[Data to process]
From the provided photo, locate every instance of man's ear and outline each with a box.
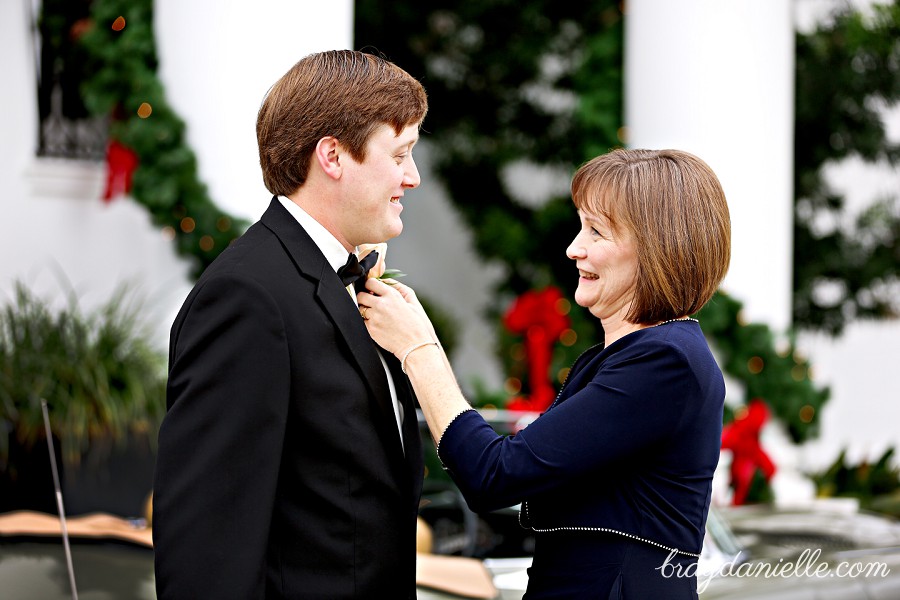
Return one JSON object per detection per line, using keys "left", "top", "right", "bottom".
{"left": 313, "top": 136, "right": 342, "bottom": 180}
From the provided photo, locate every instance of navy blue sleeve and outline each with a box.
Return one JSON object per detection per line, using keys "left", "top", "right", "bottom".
{"left": 438, "top": 339, "right": 699, "bottom": 513}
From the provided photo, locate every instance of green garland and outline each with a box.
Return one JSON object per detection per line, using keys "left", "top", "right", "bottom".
{"left": 696, "top": 292, "right": 829, "bottom": 444}
{"left": 77, "top": 0, "right": 248, "bottom": 278}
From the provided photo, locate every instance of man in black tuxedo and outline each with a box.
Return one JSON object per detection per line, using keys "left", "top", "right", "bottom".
{"left": 153, "top": 50, "right": 428, "bottom": 599}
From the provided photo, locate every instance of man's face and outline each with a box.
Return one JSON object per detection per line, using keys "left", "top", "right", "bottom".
{"left": 336, "top": 123, "right": 421, "bottom": 247}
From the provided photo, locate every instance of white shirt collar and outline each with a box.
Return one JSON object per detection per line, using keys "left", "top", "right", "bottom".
{"left": 277, "top": 195, "right": 352, "bottom": 273}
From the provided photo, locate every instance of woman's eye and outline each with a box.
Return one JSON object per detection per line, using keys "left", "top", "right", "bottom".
{"left": 395, "top": 154, "right": 408, "bottom": 164}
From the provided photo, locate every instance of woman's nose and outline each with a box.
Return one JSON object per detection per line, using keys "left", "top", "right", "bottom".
{"left": 566, "top": 233, "right": 586, "bottom": 260}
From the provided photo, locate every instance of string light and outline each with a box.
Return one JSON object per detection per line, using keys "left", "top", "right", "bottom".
{"left": 747, "top": 356, "right": 764, "bottom": 374}
{"left": 799, "top": 405, "right": 815, "bottom": 423}
{"left": 137, "top": 103, "right": 153, "bottom": 118}
{"left": 504, "top": 378, "right": 522, "bottom": 395}
{"left": 111, "top": 16, "right": 126, "bottom": 31}
{"left": 180, "top": 217, "right": 195, "bottom": 233}
{"left": 199, "top": 235, "right": 214, "bottom": 252}
{"left": 480, "top": 407, "right": 499, "bottom": 421}
{"left": 559, "top": 329, "right": 577, "bottom": 347}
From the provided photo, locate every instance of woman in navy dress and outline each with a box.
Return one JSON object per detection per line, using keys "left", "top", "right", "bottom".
{"left": 359, "top": 148, "right": 731, "bottom": 599}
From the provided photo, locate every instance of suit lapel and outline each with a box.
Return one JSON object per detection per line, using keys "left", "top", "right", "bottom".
{"left": 260, "top": 198, "right": 402, "bottom": 453}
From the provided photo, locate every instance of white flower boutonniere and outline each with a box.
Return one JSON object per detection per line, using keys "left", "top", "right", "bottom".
{"left": 357, "top": 242, "right": 406, "bottom": 284}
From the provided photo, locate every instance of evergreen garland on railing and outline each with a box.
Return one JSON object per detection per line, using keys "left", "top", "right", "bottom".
{"left": 77, "top": 1, "right": 248, "bottom": 279}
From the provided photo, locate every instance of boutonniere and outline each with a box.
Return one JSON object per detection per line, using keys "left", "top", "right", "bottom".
{"left": 357, "top": 242, "right": 406, "bottom": 284}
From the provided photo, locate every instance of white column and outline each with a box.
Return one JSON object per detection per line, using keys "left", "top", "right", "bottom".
{"left": 625, "top": 0, "right": 795, "bottom": 331}
{"left": 155, "top": 0, "right": 354, "bottom": 222}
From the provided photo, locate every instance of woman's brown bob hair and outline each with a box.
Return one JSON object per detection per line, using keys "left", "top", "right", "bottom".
{"left": 257, "top": 50, "right": 428, "bottom": 197}
{"left": 571, "top": 148, "right": 731, "bottom": 325}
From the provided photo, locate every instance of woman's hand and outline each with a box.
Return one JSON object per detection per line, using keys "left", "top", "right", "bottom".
{"left": 357, "top": 278, "right": 438, "bottom": 358}
{"left": 359, "top": 278, "right": 469, "bottom": 445}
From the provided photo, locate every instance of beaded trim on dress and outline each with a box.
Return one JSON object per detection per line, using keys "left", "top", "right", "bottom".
{"left": 518, "top": 501, "right": 701, "bottom": 558}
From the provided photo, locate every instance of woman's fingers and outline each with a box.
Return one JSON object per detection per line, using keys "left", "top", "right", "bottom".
{"left": 362, "top": 277, "right": 398, "bottom": 297}
{"left": 358, "top": 277, "right": 440, "bottom": 357}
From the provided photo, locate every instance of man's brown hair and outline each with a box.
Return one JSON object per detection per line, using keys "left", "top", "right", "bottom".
{"left": 257, "top": 50, "right": 428, "bottom": 196}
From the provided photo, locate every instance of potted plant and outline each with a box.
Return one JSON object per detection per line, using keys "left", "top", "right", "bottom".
{"left": 0, "top": 281, "right": 166, "bottom": 517}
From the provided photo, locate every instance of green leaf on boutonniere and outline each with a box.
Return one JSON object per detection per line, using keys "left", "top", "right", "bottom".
{"left": 378, "top": 269, "right": 406, "bottom": 284}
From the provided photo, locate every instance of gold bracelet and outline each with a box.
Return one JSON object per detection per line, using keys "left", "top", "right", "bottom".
{"left": 400, "top": 341, "right": 440, "bottom": 374}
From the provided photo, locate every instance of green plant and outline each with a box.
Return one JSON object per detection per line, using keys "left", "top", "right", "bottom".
{"left": 0, "top": 281, "right": 166, "bottom": 468}
{"left": 811, "top": 447, "right": 900, "bottom": 517}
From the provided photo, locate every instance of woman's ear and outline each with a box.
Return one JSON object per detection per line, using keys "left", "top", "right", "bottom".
{"left": 313, "top": 136, "right": 342, "bottom": 180}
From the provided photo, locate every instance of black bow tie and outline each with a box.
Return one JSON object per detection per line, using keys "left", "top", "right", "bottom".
{"left": 337, "top": 251, "right": 379, "bottom": 293}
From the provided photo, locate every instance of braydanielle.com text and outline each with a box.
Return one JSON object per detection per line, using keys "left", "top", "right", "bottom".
{"left": 656, "top": 548, "right": 892, "bottom": 593}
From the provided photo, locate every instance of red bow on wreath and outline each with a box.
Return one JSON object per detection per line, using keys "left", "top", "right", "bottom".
{"left": 102, "top": 139, "right": 139, "bottom": 202}
{"left": 721, "top": 398, "right": 777, "bottom": 505}
{"left": 503, "top": 287, "right": 570, "bottom": 413}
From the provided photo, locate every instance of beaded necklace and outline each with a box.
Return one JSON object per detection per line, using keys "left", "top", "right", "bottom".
{"left": 652, "top": 317, "right": 699, "bottom": 327}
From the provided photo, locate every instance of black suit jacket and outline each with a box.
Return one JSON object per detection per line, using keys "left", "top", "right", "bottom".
{"left": 153, "top": 198, "right": 424, "bottom": 599}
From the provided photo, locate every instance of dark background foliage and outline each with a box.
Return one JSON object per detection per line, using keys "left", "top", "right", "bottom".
{"left": 793, "top": 1, "right": 900, "bottom": 334}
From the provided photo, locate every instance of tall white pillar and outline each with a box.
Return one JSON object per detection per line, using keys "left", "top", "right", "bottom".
{"left": 155, "top": 1, "right": 354, "bottom": 222}
{"left": 625, "top": 0, "right": 795, "bottom": 331}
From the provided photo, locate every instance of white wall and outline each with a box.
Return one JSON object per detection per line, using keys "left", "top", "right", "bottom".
{"left": 0, "top": 0, "right": 190, "bottom": 345}
{"left": 154, "top": 0, "right": 354, "bottom": 223}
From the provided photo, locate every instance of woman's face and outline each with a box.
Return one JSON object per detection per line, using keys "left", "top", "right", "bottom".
{"left": 565, "top": 207, "right": 639, "bottom": 320}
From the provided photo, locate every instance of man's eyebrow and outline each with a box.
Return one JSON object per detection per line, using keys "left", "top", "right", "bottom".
{"left": 395, "top": 136, "right": 419, "bottom": 151}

[Work to complete]
A single figure is required: the number of lines in the data where the word "dress" occurs.

[Expected answer]
2